* **Exercise goal**
Reproduce each line from the records that holds "query".

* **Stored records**
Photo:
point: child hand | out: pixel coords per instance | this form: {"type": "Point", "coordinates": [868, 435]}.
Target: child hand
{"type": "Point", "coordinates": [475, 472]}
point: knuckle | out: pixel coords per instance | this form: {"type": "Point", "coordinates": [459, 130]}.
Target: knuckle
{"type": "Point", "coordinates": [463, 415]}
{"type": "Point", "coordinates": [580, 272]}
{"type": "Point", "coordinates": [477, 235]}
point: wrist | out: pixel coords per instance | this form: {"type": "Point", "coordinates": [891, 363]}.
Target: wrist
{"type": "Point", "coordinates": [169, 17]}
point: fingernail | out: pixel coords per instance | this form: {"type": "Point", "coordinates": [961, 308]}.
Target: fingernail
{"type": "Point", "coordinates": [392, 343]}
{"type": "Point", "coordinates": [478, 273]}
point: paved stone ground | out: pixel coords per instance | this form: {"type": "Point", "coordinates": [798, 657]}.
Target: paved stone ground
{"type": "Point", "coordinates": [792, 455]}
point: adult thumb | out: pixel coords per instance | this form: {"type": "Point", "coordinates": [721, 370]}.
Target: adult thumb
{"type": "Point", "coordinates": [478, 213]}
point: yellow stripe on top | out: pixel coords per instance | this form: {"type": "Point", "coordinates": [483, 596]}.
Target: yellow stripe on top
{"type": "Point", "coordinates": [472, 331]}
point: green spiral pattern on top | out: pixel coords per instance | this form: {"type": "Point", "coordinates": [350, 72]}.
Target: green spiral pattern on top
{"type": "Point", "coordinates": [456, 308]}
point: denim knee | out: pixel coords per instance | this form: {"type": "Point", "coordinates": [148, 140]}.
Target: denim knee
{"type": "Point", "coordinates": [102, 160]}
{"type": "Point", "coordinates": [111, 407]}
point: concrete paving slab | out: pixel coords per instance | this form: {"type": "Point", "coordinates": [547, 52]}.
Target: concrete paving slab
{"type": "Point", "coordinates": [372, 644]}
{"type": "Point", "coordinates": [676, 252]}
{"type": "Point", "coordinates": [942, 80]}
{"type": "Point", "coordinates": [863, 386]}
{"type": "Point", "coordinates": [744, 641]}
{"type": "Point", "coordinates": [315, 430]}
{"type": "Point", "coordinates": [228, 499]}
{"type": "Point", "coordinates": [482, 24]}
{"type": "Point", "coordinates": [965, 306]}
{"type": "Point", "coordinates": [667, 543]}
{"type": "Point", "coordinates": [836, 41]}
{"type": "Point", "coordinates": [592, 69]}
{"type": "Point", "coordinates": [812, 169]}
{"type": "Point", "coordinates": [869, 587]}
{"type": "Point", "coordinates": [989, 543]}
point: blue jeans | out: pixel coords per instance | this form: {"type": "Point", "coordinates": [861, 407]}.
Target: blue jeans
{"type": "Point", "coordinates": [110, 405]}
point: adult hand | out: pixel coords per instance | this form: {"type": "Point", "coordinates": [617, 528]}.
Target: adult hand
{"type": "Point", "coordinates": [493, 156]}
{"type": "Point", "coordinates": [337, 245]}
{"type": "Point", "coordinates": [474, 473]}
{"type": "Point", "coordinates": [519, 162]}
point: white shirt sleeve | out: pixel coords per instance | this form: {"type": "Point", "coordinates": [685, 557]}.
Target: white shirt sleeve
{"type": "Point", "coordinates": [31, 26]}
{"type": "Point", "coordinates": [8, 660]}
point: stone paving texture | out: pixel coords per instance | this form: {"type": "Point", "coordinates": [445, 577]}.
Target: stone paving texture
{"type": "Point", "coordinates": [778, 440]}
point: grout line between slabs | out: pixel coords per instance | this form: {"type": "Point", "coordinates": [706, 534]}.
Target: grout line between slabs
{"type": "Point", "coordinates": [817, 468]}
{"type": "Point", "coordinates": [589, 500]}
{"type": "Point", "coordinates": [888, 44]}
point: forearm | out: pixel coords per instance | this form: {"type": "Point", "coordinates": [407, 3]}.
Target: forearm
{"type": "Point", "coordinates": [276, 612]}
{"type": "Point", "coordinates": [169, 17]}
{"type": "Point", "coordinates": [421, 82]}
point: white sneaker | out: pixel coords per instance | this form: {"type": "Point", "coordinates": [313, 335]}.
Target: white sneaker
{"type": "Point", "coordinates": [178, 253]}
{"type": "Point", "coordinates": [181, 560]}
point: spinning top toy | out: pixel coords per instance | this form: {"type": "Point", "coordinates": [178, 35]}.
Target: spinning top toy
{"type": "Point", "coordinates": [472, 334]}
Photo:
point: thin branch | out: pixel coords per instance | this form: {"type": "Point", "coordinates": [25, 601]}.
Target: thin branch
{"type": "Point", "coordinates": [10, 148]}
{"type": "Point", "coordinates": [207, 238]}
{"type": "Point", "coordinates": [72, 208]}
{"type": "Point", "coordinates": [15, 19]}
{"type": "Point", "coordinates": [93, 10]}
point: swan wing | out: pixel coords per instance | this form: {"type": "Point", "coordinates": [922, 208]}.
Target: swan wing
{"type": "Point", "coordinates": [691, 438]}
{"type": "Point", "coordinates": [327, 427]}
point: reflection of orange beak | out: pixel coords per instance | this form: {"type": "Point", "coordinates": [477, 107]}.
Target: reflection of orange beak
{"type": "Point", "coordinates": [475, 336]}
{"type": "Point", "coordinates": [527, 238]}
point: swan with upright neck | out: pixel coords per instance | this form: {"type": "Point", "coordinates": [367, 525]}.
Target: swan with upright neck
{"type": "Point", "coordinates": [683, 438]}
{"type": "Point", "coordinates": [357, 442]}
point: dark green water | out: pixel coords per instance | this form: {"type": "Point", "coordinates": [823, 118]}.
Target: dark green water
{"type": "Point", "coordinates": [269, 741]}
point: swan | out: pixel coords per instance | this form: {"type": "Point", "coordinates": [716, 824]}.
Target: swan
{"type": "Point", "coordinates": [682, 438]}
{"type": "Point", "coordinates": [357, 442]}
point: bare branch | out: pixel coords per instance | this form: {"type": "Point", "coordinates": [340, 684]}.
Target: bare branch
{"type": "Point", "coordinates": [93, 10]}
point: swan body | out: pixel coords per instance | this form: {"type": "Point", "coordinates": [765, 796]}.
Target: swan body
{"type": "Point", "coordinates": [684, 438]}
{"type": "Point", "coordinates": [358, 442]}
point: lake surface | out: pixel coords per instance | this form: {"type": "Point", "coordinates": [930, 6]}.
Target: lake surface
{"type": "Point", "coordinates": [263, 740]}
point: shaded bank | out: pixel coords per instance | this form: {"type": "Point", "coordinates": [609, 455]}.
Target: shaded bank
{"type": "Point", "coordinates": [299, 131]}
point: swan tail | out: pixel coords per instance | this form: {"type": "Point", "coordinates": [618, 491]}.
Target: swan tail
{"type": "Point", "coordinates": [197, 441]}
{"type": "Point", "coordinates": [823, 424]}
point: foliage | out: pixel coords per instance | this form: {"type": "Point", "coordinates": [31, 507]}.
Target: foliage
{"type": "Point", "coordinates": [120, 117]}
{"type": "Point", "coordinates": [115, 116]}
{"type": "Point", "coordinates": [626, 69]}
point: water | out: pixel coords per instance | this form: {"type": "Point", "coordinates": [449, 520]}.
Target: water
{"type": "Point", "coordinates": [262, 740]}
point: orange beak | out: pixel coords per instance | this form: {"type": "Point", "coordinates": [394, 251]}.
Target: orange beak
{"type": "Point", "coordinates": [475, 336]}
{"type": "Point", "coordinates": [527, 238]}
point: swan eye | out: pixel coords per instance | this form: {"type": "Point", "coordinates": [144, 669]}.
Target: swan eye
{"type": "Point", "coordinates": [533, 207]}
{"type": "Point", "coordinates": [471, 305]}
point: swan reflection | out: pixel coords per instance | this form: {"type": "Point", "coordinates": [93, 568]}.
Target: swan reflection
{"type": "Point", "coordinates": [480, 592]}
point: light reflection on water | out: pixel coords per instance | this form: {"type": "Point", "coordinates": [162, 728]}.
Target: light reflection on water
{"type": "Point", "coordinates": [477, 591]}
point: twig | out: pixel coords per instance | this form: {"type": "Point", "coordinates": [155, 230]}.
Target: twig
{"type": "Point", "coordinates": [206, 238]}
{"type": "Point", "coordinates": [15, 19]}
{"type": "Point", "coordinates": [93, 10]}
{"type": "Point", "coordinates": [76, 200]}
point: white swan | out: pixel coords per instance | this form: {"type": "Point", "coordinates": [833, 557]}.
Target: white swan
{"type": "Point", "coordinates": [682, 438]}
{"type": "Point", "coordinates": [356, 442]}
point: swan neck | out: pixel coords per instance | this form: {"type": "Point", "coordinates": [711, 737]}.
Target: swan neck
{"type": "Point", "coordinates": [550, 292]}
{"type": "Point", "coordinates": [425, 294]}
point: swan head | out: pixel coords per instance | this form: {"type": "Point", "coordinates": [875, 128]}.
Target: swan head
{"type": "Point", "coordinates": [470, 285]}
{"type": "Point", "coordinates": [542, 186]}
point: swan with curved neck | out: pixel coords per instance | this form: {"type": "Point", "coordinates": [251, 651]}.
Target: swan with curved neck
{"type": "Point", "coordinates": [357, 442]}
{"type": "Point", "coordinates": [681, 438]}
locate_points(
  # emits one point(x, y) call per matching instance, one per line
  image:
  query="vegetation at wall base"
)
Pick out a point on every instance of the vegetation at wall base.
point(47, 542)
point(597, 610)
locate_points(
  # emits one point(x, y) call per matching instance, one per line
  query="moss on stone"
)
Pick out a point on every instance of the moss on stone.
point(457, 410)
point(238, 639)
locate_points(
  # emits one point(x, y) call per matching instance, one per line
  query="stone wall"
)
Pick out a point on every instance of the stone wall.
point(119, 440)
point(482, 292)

* **Finished exercise**
  query="vegetation at wall base"
  query="moss on stone"
  query="stone wall"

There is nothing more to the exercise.